** PROVIDED DATA follows **
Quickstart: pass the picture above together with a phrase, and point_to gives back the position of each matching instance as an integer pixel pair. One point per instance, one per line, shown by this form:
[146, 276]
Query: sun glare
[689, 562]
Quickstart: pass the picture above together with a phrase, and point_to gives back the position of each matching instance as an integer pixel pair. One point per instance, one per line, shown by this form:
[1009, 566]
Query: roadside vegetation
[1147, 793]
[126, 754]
** End of PROVIDED DATA **
*REQUIRED WORK:*
The required output is the complete set of records, reproduced exactly.

*WRITTEN RESPONSE:*
Quickstart: pass the picture above together with a phrase, and point_to gives back the position of each matching instance as an integer pixel pair. One point per instance, one per line, shown by this form:
[146, 276]
Query: sun glare
[689, 562]
Quickstart: pass the picture above together with a phrase, and point_to gives back the position of each matching instance as an integer pixel pair. One point per instance, one per line, shown by this form:
[1009, 566]
Query: roadside vegetation
[1147, 793]
[126, 754]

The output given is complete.